## Data to process
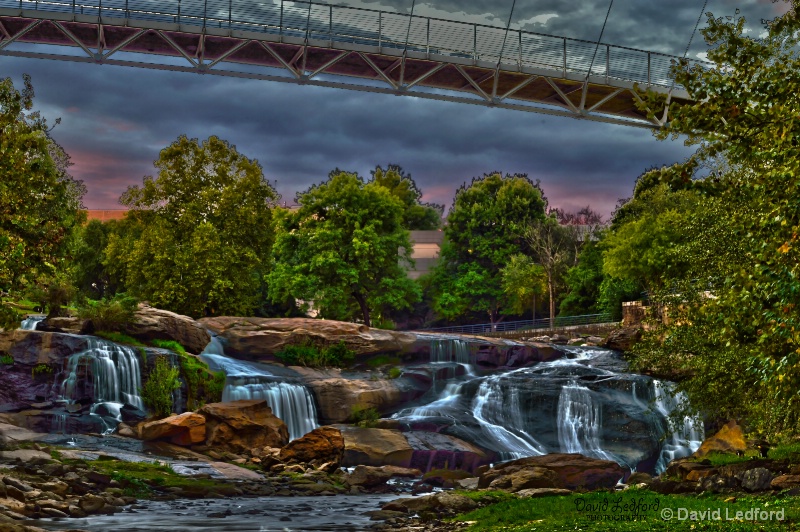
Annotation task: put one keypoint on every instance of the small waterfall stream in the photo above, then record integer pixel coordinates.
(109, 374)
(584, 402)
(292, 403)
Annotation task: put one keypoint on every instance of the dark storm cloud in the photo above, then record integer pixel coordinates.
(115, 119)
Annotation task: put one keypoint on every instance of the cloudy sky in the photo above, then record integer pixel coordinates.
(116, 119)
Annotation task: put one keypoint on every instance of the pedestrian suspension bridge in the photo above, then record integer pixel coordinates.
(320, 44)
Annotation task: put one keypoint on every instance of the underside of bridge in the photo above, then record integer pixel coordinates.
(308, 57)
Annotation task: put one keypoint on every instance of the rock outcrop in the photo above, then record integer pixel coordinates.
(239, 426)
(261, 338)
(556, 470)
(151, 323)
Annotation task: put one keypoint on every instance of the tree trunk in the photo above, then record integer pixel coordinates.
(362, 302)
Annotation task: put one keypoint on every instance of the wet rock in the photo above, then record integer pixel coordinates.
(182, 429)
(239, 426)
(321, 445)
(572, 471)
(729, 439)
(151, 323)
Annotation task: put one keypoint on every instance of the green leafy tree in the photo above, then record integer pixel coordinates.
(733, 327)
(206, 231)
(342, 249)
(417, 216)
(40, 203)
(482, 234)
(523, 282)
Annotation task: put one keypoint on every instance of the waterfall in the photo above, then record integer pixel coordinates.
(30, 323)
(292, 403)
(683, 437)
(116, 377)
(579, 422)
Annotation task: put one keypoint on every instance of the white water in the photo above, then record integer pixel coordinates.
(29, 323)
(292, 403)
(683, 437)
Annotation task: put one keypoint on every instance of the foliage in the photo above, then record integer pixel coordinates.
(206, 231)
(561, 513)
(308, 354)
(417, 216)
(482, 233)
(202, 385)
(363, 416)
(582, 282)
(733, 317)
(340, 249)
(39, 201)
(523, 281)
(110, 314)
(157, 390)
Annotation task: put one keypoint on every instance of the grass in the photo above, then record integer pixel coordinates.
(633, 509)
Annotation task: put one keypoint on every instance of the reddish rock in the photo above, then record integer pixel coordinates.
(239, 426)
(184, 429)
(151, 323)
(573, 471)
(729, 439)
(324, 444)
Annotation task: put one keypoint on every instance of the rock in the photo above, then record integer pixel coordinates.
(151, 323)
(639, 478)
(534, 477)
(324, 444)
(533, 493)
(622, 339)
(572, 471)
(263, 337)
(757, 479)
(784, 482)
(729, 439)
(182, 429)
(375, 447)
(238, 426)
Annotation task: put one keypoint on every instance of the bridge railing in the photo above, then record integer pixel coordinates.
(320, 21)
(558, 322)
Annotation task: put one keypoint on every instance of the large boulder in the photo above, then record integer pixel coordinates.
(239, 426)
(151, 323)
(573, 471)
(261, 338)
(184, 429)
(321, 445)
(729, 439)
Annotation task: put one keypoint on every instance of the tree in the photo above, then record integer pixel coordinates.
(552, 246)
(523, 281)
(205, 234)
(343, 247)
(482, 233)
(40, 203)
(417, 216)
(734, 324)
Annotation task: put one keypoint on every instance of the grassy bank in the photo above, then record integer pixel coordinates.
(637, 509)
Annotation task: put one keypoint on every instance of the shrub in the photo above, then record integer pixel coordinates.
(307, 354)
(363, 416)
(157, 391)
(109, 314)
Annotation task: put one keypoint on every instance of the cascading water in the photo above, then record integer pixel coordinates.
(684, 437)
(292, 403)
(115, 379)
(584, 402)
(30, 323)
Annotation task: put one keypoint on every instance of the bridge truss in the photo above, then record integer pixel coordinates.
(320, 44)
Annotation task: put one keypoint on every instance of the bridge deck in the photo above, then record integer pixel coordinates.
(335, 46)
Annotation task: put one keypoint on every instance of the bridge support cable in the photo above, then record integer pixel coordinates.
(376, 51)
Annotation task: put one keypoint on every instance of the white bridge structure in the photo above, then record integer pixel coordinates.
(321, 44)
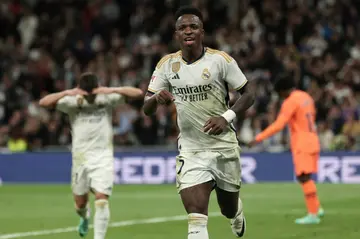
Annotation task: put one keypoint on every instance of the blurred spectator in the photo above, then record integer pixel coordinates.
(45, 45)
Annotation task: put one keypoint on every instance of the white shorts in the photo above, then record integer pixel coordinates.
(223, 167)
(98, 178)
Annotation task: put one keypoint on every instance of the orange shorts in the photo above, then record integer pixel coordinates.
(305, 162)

## Work to do
Print all of the records above again word for word, but leave out the pictures.

## Solution for this task
Annotation task: put one keypoint on every instance of the small waterfall stream in the photo above, then record integer pixel coordinates.
(109, 374)
(584, 402)
(292, 403)
Annotation task: put one keypoint on every instance of the dark storm cloud in the photo above, then record integer pixel coordinates.
(115, 119)
Annotation task: put one keypoint on every instance of the cloudy sky in the photo above, then record integer pixel coordinates.
(116, 119)
Annotation task: put one keypoint on every instance of the pedestrian suspension bridge in the photo above, then record integer pixel coordinates.
(320, 44)
Annotation task: put one keypoint on every instance of the underside of bridge in the photo above, then record integer pixel coordinates.
(308, 57)
Annotation task: put one keypoint on every instance of the rock outcrop in the photo above, then record integer pixel coordinates.
(239, 426)
(261, 338)
(556, 470)
(151, 323)
Annotation task: put one keypoint on every instance of the tree trunk in the photo above, then record integer pixel coordinates.
(362, 302)
Annotation task: put one keypoint on every instance of the wet rock in the photo above, then record integer pixel coordinates.
(182, 429)
(239, 426)
(321, 445)
(572, 471)
(729, 439)
(151, 323)
Annotation task: put one keypoint on every instance of the green leafy tree in the photo above, then record integer pixel coordinates.
(733, 327)
(206, 231)
(342, 249)
(417, 216)
(40, 203)
(482, 234)
(523, 282)
Annotation task: put one keypoint on every instance of the waterfall in the photo above, then record integer pixel coordinates.
(30, 323)
(292, 403)
(683, 437)
(116, 377)
(579, 422)
Annotation task: put one keypoint on every instance of the white water in the photo above, then record integer pixel coordinates.
(29, 323)
(292, 403)
(683, 437)
Annotation task: put one keypoint on every instance of the foliage in the photo above, then record integer pixel coordinates.
(206, 231)
(561, 513)
(308, 354)
(417, 216)
(482, 233)
(202, 385)
(363, 416)
(582, 282)
(733, 317)
(340, 249)
(39, 201)
(523, 281)
(110, 314)
(157, 390)
Annotation task: put one keypoint on every instance of the grass in the photo above, then record integer pixel coordinates.
(633, 509)
Annotation task: put one keypoint on every instance of the reddish rock in the photo above, then record integer pixel coordinates.
(239, 426)
(184, 429)
(151, 323)
(573, 471)
(729, 439)
(324, 444)
Annotation task: put one keypoint on every instance of the rock in the photo above, then record integer pixel coordinates.
(151, 323)
(639, 478)
(534, 477)
(324, 444)
(533, 493)
(622, 339)
(572, 471)
(263, 337)
(757, 479)
(784, 482)
(729, 439)
(182, 429)
(375, 447)
(238, 426)
Annotation task: put one keypoint on every instance of the bridge railing in the photo above, then record integer pixel coordinates.
(320, 21)
(558, 322)
Annotation task: put one keypoint on every instance of the large boulder in the photo above, then record integer pixel coordinates.
(239, 426)
(151, 323)
(573, 471)
(261, 338)
(184, 429)
(321, 445)
(729, 439)
Annotation task: put one keypoint on every instance of the tree in the photo above, then record integer pixel coordinates.
(552, 246)
(523, 281)
(205, 234)
(343, 247)
(482, 233)
(40, 203)
(417, 216)
(734, 324)
Annotation task: put one keypoint on every instance of the grassy bank in the photo above, then record integer pixel coordinates.
(637, 509)
Annotation task: put one keypoint on every instance of the shrub in the photo above, then record integer pixel coordinates.
(307, 354)
(363, 416)
(157, 391)
(109, 314)
Annotation task: put one keypoint on every instance of the cascading water in the photo above, then record integer pixel coordinates.
(684, 437)
(292, 403)
(115, 379)
(584, 402)
(30, 323)
Annotation task: put one keypoint on every instance of the bridge truss in the photo above, then record integer pixel coordinates.
(320, 44)
Annotation task: put one keypoint on every instance of the bridge deck in the photo above, then record integer pixel coordinates.
(335, 46)
Annotation task: put one keypoint on every instance of the bridge support cable in the photo above, then record integer pixel coordinates.
(376, 51)
Annotation task: put one keypoint on every instance of the white bridge structure in the photo above, then record integer pixel coordinates.
(321, 44)
Annotation task: put one keypoint on every instance of the blurred spectator in the photo above, then record integer pixel coordinates.
(45, 45)
Annotation task: put one keypoint on every instance of the white shorts in the photo above, then record integer pixel coordinates.
(223, 167)
(98, 178)
Annotation task: put one keypoint on every instance of the orange shorts in the photo above, then record integer pixel coordinates.
(305, 162)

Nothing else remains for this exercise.